**PROBLEM TO WORK ON:**
Strip out the pictures and output each remaining line of the data word for word.

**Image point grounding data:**
*** Begin section ***

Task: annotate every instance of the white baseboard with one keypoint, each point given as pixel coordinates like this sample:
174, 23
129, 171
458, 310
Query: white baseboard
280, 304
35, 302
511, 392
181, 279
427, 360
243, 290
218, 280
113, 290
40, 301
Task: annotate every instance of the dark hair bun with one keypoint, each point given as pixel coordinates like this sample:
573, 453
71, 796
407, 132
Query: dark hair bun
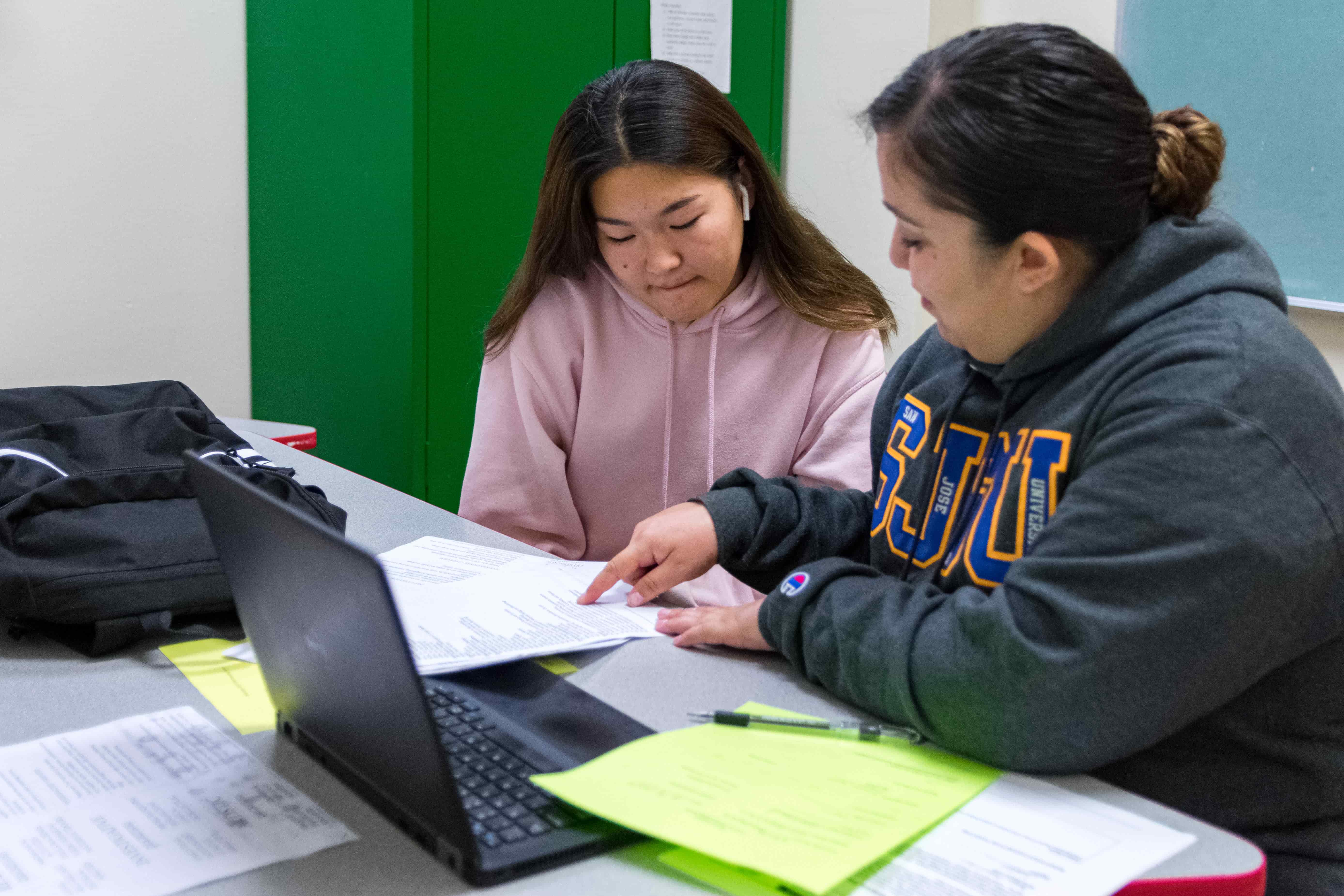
1190, 156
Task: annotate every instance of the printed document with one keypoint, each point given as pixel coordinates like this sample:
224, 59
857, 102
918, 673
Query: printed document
697, 34
147, 807
466, 606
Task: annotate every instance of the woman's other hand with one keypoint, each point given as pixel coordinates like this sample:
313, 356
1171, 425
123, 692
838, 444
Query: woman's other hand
730, 627
666, 550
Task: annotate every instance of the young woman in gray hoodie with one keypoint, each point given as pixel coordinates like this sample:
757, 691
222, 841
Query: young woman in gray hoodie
1107, 523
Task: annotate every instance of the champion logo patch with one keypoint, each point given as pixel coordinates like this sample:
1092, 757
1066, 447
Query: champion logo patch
795, 583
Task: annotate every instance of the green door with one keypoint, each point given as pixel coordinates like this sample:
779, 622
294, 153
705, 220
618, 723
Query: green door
492, 108
396, 148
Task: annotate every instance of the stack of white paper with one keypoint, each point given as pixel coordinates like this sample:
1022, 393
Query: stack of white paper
464, 606
146, 807
1023, 836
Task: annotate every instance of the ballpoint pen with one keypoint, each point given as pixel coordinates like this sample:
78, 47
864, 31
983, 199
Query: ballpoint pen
866, 730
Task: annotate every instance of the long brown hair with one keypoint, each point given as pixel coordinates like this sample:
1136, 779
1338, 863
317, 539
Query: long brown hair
663, 113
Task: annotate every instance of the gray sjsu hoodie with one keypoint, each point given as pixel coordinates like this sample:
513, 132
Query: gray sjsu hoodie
1131, 554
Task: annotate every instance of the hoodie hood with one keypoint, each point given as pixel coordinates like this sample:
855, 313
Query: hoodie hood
1173, 262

*** End section ***

**ANSWER SECTION:**
Task: annotate every instance of the white baseboard with one keypoint, each point given as pixel coordinates like this sample:
174, 23
129, 171
458, 310
Query: white baseboard
280, 304
35, 302
511, 392
181, 279
427, 360
243, 290
218, 280
113, 290
40, 301
Task: annotate every instance of the dark hair bun with one keypoint, each point given as pixel coordinates like this sample:
573, 453
71, 796
407, 132
Query: dark hair bun
1190, 156
Task: annotate every instance of the printed document with one keypoint, each point given as pixel coordinates like this sample:
224, 59
857, 102
918, 673
Query: printed document
697, 34
147, 807
466, 606
Task: annotate every instance of the woman's other hand with one keypoint, each point given as pixel coordinates like this sample:
313, 356
1171, 425
123, 692
838, 444
Query: woman's other hand
730, 627
666, 550
Task: annotate every instance of the young woman in gray hoodie with one keypoint, each point given as pixel coordinates like this sample:
757, 691
222, 841
Query: young woman in gray hoodie
1107, 523
Task: annotate every instance of the champion logo patch with one keypoint, each point given as pixel coordinates like this sample:
1092, 757
1066, 447
Query: champion logo patch
795, 583
Task: annotate every instance of the green door with one keypoint, each point given as pixel coordinates like this sample:
779, 622
294, 153
705, 220
618, 723
Query: green door
492, 108
396, 148
Task: annotate every instance of the stack of white paper with one keypoint, each point given as pixel coordinates like this sample:
1022, 393
Query: stack of white paper
464, 606
146, 807
1023, 836
Task: annotate every instance of the ballpoint pen with one keypoint, each point given as pixel coordinates like this sample:
78, 47
864, 31
983, 199
Query: ballpoint pen
866, 730
Task: annotate every instance of the long brown hair with one keypoint, each point given as pixel coordinates like this sample:
1136, 779
1338, 863
317, 539
Query: long brown hair
663, 113
Task: annotate every instance of the gray sjsu hoodie with one keypoint, each point given as pixel coordinates like this sample:
513, 132
Query: gray sjsu hoodie
1131, 554
Task: annotate every instance of the hoodie hood with one keypoint, each point given as pixel coordinates like this sample:
855, 313
Query: hoodie hood
1173, 262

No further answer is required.